In the copy, every record below must appear exactly as given, and no picture may appear.

Segment Open

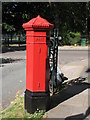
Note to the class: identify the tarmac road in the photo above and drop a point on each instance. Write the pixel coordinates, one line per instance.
(14, 74)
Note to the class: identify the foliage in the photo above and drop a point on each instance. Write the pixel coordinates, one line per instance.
(71, 38)
(17, 111)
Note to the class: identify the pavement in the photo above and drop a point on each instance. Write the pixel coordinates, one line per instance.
(72, 102)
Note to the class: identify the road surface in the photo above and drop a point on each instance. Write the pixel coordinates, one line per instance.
(14, 74)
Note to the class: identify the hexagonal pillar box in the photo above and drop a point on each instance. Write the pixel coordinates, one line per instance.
(37, 64)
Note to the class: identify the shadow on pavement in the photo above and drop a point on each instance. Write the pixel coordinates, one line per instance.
(13, 48)
(71, 89)
(88, 70)
(80, 116)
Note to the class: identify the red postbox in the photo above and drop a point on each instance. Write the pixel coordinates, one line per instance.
(37, 64)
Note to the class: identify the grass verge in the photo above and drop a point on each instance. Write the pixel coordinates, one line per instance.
(17, 111)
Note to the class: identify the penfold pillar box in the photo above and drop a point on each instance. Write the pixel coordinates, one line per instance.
(37, 64)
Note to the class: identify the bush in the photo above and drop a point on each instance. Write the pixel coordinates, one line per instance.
(71, 38)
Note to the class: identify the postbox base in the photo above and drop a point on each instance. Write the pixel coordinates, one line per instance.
(34, 101)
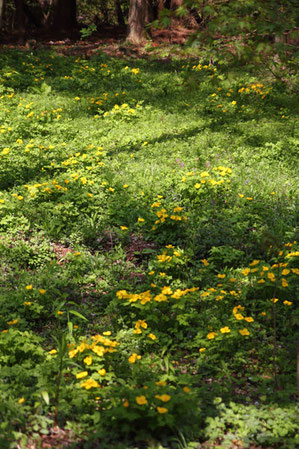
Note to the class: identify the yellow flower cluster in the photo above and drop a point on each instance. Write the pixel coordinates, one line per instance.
(106, 346)
(147, 296)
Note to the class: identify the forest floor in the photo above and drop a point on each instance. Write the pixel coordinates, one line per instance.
(148, 249)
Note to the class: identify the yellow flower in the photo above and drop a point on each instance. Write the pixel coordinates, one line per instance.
(89, 383)
(161, 383)
(11, 323)
(152, 336)
(163, 397)
(141, 400)
(134, 357)
(81, 375)
(244, 331)
(225, 330)
(162, 410)
(271, 276)
(284, 283)
(211, 335)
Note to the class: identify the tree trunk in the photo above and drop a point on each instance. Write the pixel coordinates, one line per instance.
(65, 15)
(1, 11)
(119, 13)
(19, 23)
(136, 21)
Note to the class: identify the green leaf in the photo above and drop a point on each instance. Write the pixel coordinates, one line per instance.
(45, 396)
(74, 312)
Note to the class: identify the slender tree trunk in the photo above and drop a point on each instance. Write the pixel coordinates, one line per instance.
(119, 13)
(1, 11)
(136, 21)
(65, 15)
(19, 24)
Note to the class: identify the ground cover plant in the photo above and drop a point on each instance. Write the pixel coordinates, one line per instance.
(148, 213)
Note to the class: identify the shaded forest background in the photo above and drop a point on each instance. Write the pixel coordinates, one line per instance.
(248, 30)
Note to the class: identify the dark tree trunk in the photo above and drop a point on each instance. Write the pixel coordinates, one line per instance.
(119, 13)
(1, 11)
(19, 22)
(65, 15)
(136, 21)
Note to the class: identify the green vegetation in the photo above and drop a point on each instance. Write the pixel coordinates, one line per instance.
(148, 253)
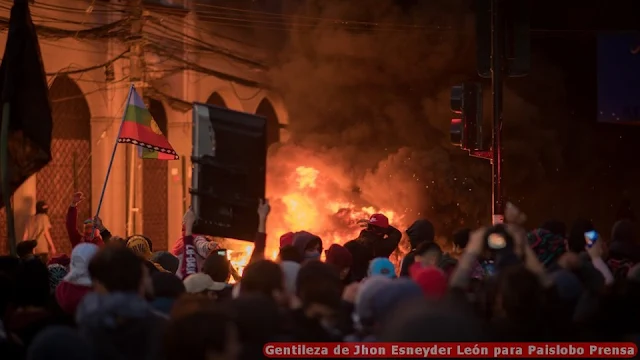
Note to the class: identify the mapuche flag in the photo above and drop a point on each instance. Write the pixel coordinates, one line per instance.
(25, 91)
(139, 128)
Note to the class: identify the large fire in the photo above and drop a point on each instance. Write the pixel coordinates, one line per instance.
(309, 201)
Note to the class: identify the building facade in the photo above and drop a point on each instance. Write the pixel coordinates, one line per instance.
(188, 56)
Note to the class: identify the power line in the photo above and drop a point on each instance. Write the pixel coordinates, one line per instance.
(213, 48)
(106, 31)
(188, 65)
(90, 68)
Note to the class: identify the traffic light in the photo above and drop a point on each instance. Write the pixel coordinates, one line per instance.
(466, 123)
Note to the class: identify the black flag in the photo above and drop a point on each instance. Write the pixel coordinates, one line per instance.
(25, 90)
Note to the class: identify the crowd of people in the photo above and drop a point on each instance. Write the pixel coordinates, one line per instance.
(115, 298)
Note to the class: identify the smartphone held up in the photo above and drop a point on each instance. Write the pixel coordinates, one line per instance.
(590, 237)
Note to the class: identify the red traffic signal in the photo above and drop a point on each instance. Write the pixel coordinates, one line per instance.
(466, 123)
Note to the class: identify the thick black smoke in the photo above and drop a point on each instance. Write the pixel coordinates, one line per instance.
(371, 99)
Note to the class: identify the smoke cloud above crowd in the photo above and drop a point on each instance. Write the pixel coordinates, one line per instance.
(368, 105)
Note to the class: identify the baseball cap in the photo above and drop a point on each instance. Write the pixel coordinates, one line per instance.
(379, 220)
(200, 282)
(383, 267)
(140, 246)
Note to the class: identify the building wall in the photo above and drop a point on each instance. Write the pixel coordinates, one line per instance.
(106, 102)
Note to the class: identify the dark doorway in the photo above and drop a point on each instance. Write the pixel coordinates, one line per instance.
(216, 99)
(70, 168)
(273, 124)
(155, 189)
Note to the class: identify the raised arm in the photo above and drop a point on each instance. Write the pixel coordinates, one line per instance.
(260, 243)
(71, 223)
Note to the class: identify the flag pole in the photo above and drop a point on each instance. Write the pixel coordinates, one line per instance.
(113, 153)
(6, 178)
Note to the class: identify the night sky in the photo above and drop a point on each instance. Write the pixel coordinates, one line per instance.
(599, 171)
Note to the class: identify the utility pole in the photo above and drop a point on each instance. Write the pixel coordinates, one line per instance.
(497, 82)
(136, 75)
(493, 45)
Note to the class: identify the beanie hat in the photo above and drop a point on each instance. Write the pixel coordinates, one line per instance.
(140, 245)
(339, 256)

Segment Closed

ANSWER SPACE:
Note to the class: identify the tarmac road in the photo above and drop a point on each instance. Write the pixel coordinates, one line per instance.
(14, 74)
Note to the class: identify the foliage in the photo above and drop a point on each instance. Write the pixel coordinates, one line per instance.
(71, 38)
(17, 111)
Note to the class: identify the pavement in the photo above and drop a point on each instance. Write the pixel coordinates, one line per instance.
(72, 102)
Note to the class: identify the road surface in the photo above and drop a point on each instance. Write the pixel coordinates, one line per instance.
(14, 74)
Note to the class: identify the hexagonal pillar box in the photo above and drop a point on each instance. Write the pixel coordinates, one line per instance.
(37, 64)
Note to the class: identify the shadow on pavement in the photo above and drop a point on each instance. Write the pixel coordinates, one line per instance.
(13, 48)
(71, 89)
(88, 70)
(80, 116)
Note to the class: identify the red postbox in the photo above and drop a point on each instance. Write the pixel coordinates, one line per instance.
(37, 64)
Note to the class: identify the grass verge in the photo above and drop a point on each instance. Write the pixel coordinates, one line per instance.
(17, 111)
Note to the class: identify the penfold pillar box in the photo above and drop a point on each instance. Write the pixel coordinates, one line per instance.
(37, 64)
Note to the class: identify the bush in the photo above and drop a point on each instance. Write the pixel coordinates, one line per instance.
(71, 38)
Note to the class: identify the postbox base in the photo above and drop a point on each instance. Write the pixel coordinates, one line per instance.
(34, 101)
Note to the class: identify the yellow flower cluster in the photo above and drop a point on each instance. Write the pixel coordinates, one line per instance.
(106, 346)
(147, 296)
Note to the class: identify the forest floor in the photo above and drop a point on each instance. Write the pixel coordinates, one line per instance.
(148, 249)
Note to the class: identify the yellow flower in the photo above and drop a point on each instance. Write the pixel coordinates, one line per instance.
(89, 383)
(161, 383)
(11, 323)
(152, 336)
(163, 397)
(141, 400)
(134, 357)
(81, 375)
(244, 331)
(225, 330)
(162, 410)
(271, 276)
(284, 283)
(211, 335)
Note to the class: identify the tree trunk in the photo above and drop a point on each instance. Write the pixel coordinates, one line per instance.
(65, 15)
(1, 11)
(119, 13)
(19, 23)
(136, 21)
Note to the class: identify the green leaf in the photo above and drop a point on each instance. Write the pixel coordinates, one line per instance.
(45, 396)
(74, 312)
Note to the class: identify the slender tree trunk in the photo above and drop a point on each instance. Write the pixel coordinates, one line per instance.
(119, 13)
(1, 11)
(136, 21)
(65, 15)
(19, 24)
Note to the class: identify the ground cover plant in the photo above and drop a point on each instance. Write the pixel coordinates, one line per instance.
(148, 213)
Note to the class: identify the shaded forest background in the photo above and drop a point on each instance. Write the pixel coordinates, one line per instance.
(248, 30)
Note to the class: identify the dark tree trunk in the photo above and drop a point on each instance. Write the pixel coordinates, one line per instance.
(119, 13)
(1, 11)
(19, 22)
(65, 15)
(136, 21)
Note to the class: identify the green vegetation in the photo above and drop a point on each instance. Write the pixel coordinates, one line per instance.
(148, 253)
Note to the class: identify the mapuche flag in the photo above and drop a point on each instance. Write the pixel coordinates, one line per instance.
(25, 91)
(139, 128)
Note to the class: identify the large fire in the photo above and drop a point on each instance. Write the pixel coordinates, one line per instance.
(309, 201)
Note to the class: identify the building facade in the photo above and drop a point on each instance. Write the pixel coordinates, one line per instance.
(188, 56)
Note to the class: identify the power line in the photo above and drop a point on each instance. Write the pixel coordinates, one line per instance.
(213, 48)
(106, 31)
(188, 65)
(90, 68)
Note to the class: identify the traffic light in the photo above and drop a point on each instance. Write the pixel coordinates, one line per instance.
(466, 123)
Note to the class: identify the black flag in the photo above and drop a point on each instance. Write the pixel coordinates, one line per instance.
(25, 90)
Note to the class: identify the crowd of people in the photo above and drop a point on each instance. Write the pixel coordinates, one line per instance.
(115, 298)
Note to the class: identify the smartphone held up in the photo above and drop a point on each instance. Write the pixel coordinates, one line per instance.
(590, 237)
Note to the class: identify the red traffic signal in the photo above and drop a point on each instance. Write the pixel coordinates, one line per instance.
(466, 123)
Note to the class: identify the thick black smoke in the photo above and drop a point on each instance. Write the pixel coordinates, one line per instance.
(371, 99)
Note to the class: identify the smoke cloud above crowd in the photo above and drop a point on each instance. Write the pixel coordinates, one line per instance.
(368, 105)
Note to the class: identify the baseball cap in the photo above and drop a point on each instance. Write the pixel coordinates, one line per instance.
(379, 220)
(200, 282)
(383, 267)
(140, 246)
Note to the class: identify the building wall in the photo above and drop a point on each instance. Write the pixel coordinates, one line per instance.
(106, 102)
Note to the class: identify the dark doorway in the photo above and drop a point on each instance. Write the pixel coordinates, one line per instance.
(216, 99)
(70, 168)
(273, 124)
(155, 189)
Note to the class: identify the raised arm in the photo above and drop a point on each instance. Write the pixel coordinates, one line per instance.
(260, 243)
(71, 223)
Note to the class: identify the flag pole in the photo above and drop a point on each instance. Write the pixel coordinates, one line per instance.
(113, 153)
(6, 178)
Note to the class: identify the night sky in the photo above and drop a point on each instance. Write the pixel coordinates, one line per instance.
(599, 171)
Note to the class: identify the utility pole in the photo above and drop a point on each instance. Write the pixel coordinates, one line per instance.
(497, 82)
(136, 75)
(493, 45)
Note to the class: identify the beanie hat in the photo above and drop a point on each instance. Write the pixel coordinates, one line per instance.
(140, 245)
(339, 256)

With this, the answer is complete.